- What you will do -
1. In the passage on constructed formats, explain why many Vintage tournaments are unsanctioned and allow proxy cards.
2. Write the next part of the passage on constructed formats, starting right after its final sentence.

- Page excerpt -
********

Vintage, formerly known as Type 1, allows cards from all the sets that are legal for constructed play. Vintage maintains a small banned list and a larger restricted list. Unlike in the other formats, the DCI does not ban cards in Vintage for power level reasons. Rather, banned cards in Vintage are those that involve ante, manual dexterity (eg – Chaos Orb), or subgames (eg – Shahrazad). Cards that raise power level concerns are instead restricted to one per deck.[1] Because of the expense in acquiring the old cards to play competitive Vintage, many Vintage tournaments are unsanctioned and permit players to use a certain number of proxy cards. These are treated as stand-ins of existing cards and are not normally permitted in tournaments sanctioned by the DCI.[1]

Legacy

Legacy is the other eternal constructed format. It also allows cards from all legal sets, but unlike Vintage, it maintains only a banned list, and cards are banned in Legacy for power level reasons. The format evolved from Type 1.5, which allowed cards from all sets and maintained a banned list corresponding to Vintage: all cards banned or restricted cards in the old Type 1 were banned in Type 1.5.[2] The modern Legacy format began in 2004, as the DCI separated Legacy's banned list from Vintage and banned many new cards to reduce the power level of the format.[2] Wizards has supported the format with Grand Prix events using the Legacy format and by including the format in the World Championships.[3]

Extended

Extended, formerly known as Type 1.x, consists of the last seven years of block rotations and core sets. With each fall set release, one year's worth of sets rotate out of the format. Any additional sets released between rotations are automatically added to this format's card pool.[2] This system was implemented in March 2008 to balance the format's card pool, synchronize the rotation with Standard, and make the policy easier for players to remember.[4] The current Extended rotation consists of the Mirrodin, Kamigawa, Ravnica, Time Spiral, Lorwyn-Shadowmoor, Shards of Alara, and Zendikar blocks, the Coldsnap standalone set, and the Ninth Edition, Tenth Edition, and Magic 2010 core sets.[2]

Standard

Standard, or Type 2, is one of the most popular formats. Previously this format consisted of the most recent core set and the two most recent block rotations. With the release of Magic 2010, the standard rotation policy has changed. Now there will be only one rotation per year when the fall set is released.[5]
The current Standard set includes[6] Shards of Alara block (Shards of Alara, Conflux, Alara Reborn) the Magic 2010 core set, Zendikar, Worldwake and Rise of the Eldrazi. When Magic 2011 is released, it will join Standard.

********

- Entries -
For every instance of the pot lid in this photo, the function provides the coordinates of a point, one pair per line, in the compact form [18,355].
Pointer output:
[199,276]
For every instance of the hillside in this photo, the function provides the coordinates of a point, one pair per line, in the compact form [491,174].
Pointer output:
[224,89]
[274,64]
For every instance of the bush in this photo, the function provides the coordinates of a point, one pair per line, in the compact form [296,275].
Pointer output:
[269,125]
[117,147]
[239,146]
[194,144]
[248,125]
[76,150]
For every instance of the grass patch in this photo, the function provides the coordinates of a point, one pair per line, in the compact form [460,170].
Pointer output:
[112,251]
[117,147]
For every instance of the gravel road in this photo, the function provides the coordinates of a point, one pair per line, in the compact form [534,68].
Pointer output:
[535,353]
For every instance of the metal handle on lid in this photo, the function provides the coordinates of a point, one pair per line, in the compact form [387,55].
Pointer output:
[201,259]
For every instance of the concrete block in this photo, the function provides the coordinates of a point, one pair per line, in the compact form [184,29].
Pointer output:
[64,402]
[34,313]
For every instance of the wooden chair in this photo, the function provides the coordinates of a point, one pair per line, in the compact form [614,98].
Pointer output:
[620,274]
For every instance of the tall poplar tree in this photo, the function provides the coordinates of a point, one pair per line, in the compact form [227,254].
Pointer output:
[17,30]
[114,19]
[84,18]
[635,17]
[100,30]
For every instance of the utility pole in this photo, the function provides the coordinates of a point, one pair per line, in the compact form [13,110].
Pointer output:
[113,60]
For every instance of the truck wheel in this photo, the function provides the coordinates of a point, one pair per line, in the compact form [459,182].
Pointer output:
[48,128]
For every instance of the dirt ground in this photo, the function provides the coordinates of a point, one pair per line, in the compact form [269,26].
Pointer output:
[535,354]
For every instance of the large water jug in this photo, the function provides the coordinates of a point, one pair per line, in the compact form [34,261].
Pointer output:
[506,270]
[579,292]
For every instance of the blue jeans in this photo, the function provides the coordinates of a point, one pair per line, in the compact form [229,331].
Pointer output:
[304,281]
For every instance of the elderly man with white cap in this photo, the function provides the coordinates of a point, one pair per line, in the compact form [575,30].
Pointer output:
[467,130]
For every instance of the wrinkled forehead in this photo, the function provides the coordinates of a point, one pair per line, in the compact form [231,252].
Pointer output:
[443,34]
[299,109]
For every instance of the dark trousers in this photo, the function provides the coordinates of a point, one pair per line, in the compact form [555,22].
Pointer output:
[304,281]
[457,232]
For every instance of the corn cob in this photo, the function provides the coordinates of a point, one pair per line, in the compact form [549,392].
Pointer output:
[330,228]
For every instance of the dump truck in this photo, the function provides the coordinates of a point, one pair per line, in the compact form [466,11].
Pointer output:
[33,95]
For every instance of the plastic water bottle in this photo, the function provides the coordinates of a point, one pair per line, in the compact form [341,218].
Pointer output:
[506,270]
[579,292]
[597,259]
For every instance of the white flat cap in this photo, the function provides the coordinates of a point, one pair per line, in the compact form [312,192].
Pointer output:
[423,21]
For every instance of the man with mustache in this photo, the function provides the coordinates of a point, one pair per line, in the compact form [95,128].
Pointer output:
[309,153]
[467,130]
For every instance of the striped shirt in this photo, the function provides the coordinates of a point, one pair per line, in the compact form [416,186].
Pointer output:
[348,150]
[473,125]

********

- Results of the tasks -
1. Acquiring the old cards needed for competitive Vintage is expensive, so many Vintage tournaments are unsanctioned and let players use a certain number of proxy cards. These proxies stand in for existing cards, and DCI-sanctioned tournaments do not normally permit them.

2.
Block Constructed

Block allows basic lands and only the cards in the most recent block rotation. Block formats are defined by the cycle of three sets of cards in a given block. For example, the Ravnica block format consists of Ravnica: City of Guilds, Guildpact, and Dissension. Only cards that were printed in the sets in the appropriate block can be used in these formats. The most recent complete block, Zendikar, consists of Zendikar, Worldwake, and Rise of the Eldrazi.

Limited

Limited tournaments are based on a pool of cards which the player receives at the time of the event. The decks in limited tournaments need only be 40 cards; all the unused cards function as the sideboard. In sealed deck tournaments, each player receives six booster packs from which to build their deck. Depending on which sets are to be used in a sealed deck event, the distribution of packs can vary greatly. For example, a Magic 2010 sealed deck event consists of six Magic 2010 boosters, but a sanctioned Shards of Alara block sealed deck event will consist of two Shards of Alara, two Conflux, and two Alara Reborn booster packs.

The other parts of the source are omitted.